■ **Consigne de travail**: Traduisez en anglais la phrase suivante de l'extrait sur le retrait de Thierry Breton : « Ou le retrait de Breton serait le fruit d’un alignement des astres dans le cadre de la constitution du gouvernement Barnier pour exfiltrer Breton de Bruxelles et l’offrir à Barnier tout en recasant le ministre des Affaires étrangères démissionnaire Stéphane Séjourné. »

■ **Extrait étudié**:
★ ★ ★ ★ ★

Si Thierry Breton impute son retrait à la seule Présidente de la Commission qui aurait « demandé à la France de retirer (son) nom − pour des raisons personnelles qu’en aucun cas (discutées directement avec lui) − et proposé, en guise de compromis politique, un portefeuille prétendument plus influent pour la France au sein du futur Collège des commissaires », les hypothèses sur une « machination » autre que l’inimitié personnelle foisonnent rapidement : Thierry Breton aurait été victime d’un complot du PPE allemand contre la France pour empêcher une trop forte influence au sein du Collège de la Commission de positions françaises en faveur d’un nouvel endettement européen pour la relance des investissements. Ou le retrait de Breton serait le fruit d’un alignement des astres dans le cadre de la constitution du gouvernement Barnier pour exfiltrer Breton de Bruxelles et l’offrir à Barnier tout en recasant le ministre des Affaires étrangères démissionnaire Stéphane Séjourné.

★ ★ ★ ★ ★

■ **Données fournies**:
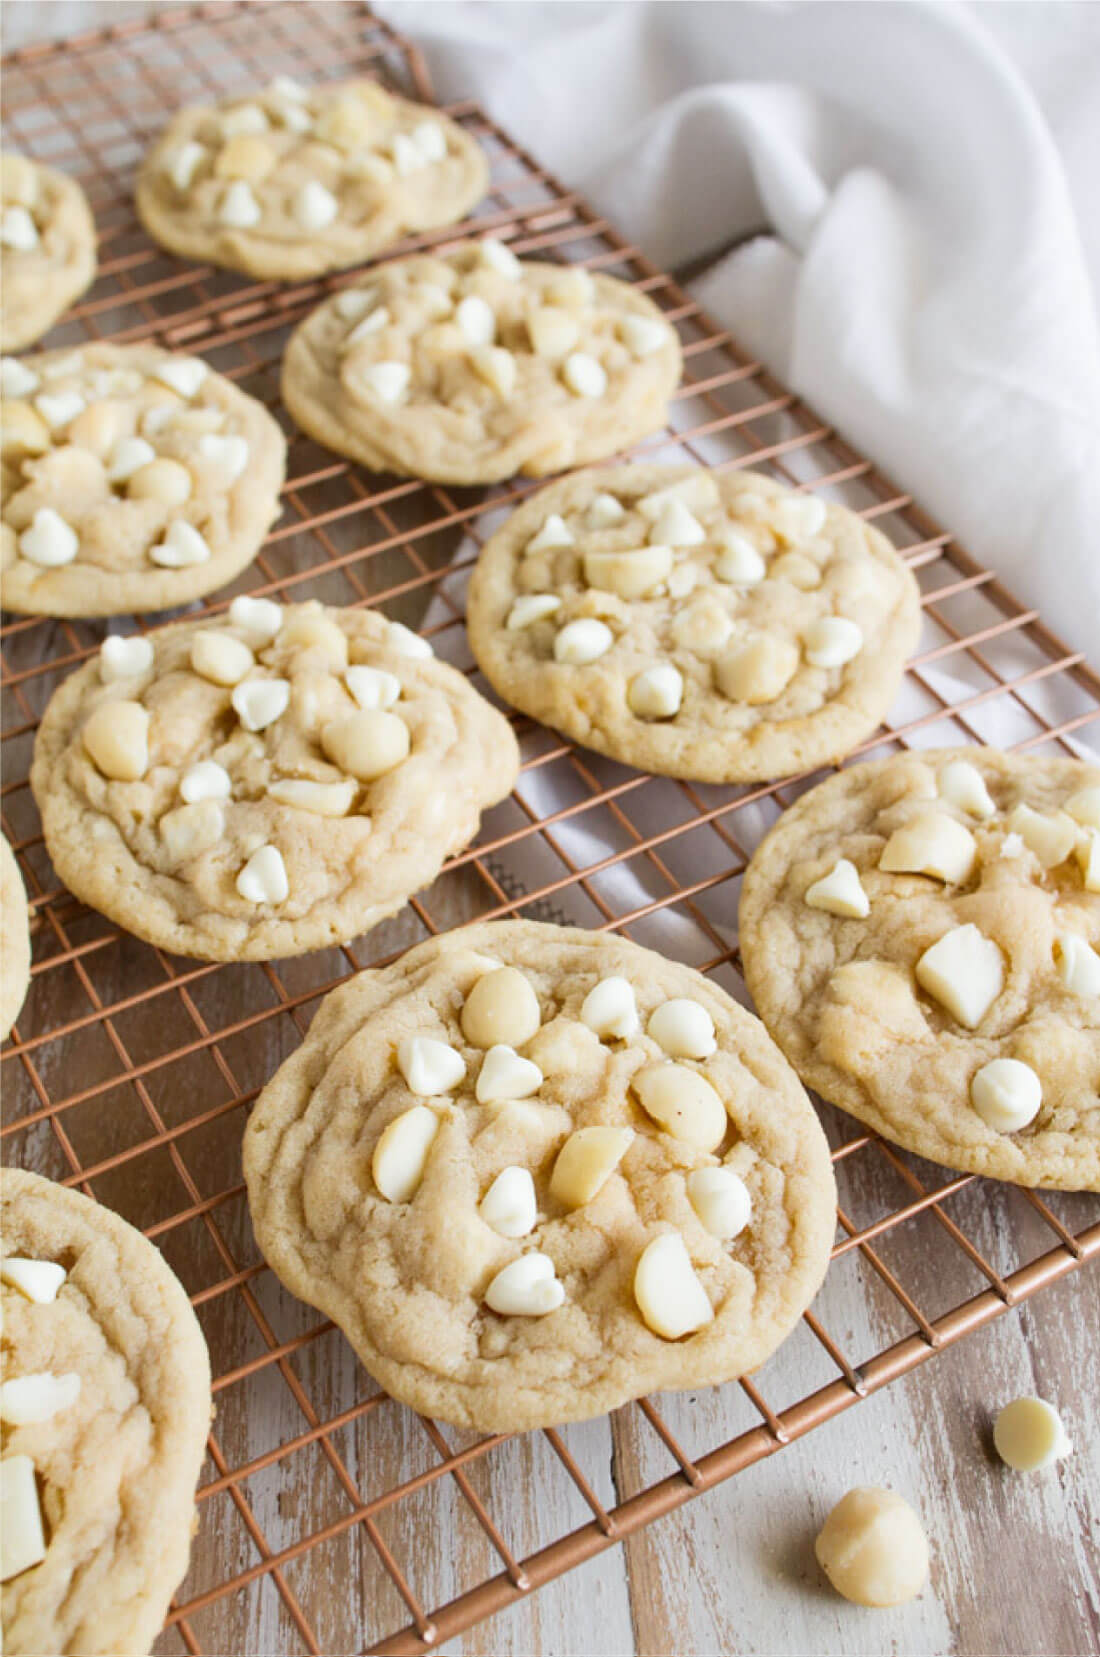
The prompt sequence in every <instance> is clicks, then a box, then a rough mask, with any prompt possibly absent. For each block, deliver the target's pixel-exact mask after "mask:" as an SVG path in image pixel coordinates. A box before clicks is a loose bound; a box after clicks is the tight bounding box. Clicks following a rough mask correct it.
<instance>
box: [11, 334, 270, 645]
mask: <svg viewBox="0 0 1100 1657" xmlns="http://www.w3.org/2000/svg"><path fill="white" fill-rule="evenodd" d="M0 391H2V393H3V399H5V401H3V428H2V434H0V477H2V487H3V507H2V517H3V527H2V530H0V534H2V548H3V550H2V557H0V598H2V600H3V606H5V610H18V611H23V613H27V615H60V616H103V615H128V613H133V611H144V610H167V608H169V606H171V605H182V603H189V601H191V600H192V598H199V597H200V595H202V593H209V592H212V590H214V588H217V587H224V585H225V582H229V580H232V578H234V575H237V573H239V572H240V570H244V568H245V565H247V563H250V562H252V558H253V557H255V553H257V552H258V548H260V543H262V540H263V537H265V535H267V532H268V529H270V527H272V524H273V522H275V519H277V517H278V512H280V505H278V490H280V489H282V484H283V462H285V456H287V444H285V439H283V434H282V431H280V429H278V426H277V424H275V421H273V419H272V416H270V414H268V413H267V409H265V408H263V404H262V403H257V401H255V398H250V396H245V393H244V391H239V389H237V386H234V384H230V381H229V379H224V378H222V374H215V373H214V370H212V368H207V365H205V363H204V361H202V360H200V358H199V356H177V355H174V353H172V351H162V350H161V348H159V346H156V345H83V346H78V348H76V350H73V351H46V353H43V355H41V356H25V358H12V356H8V358H3V361H2V363H0Z"/></svg>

★ ★ ★ ★ ★

■ **Réponse rédigée**: Or Breton's withdrawal was supposedly the result of an alignment of the stars in connection with the formation of the Barnier government, aimed at extracting Breton from Brussels and offering him to Barnier while finding a new post for the outgoing Minister of Foreign Affairs, Stéphane Séjourné.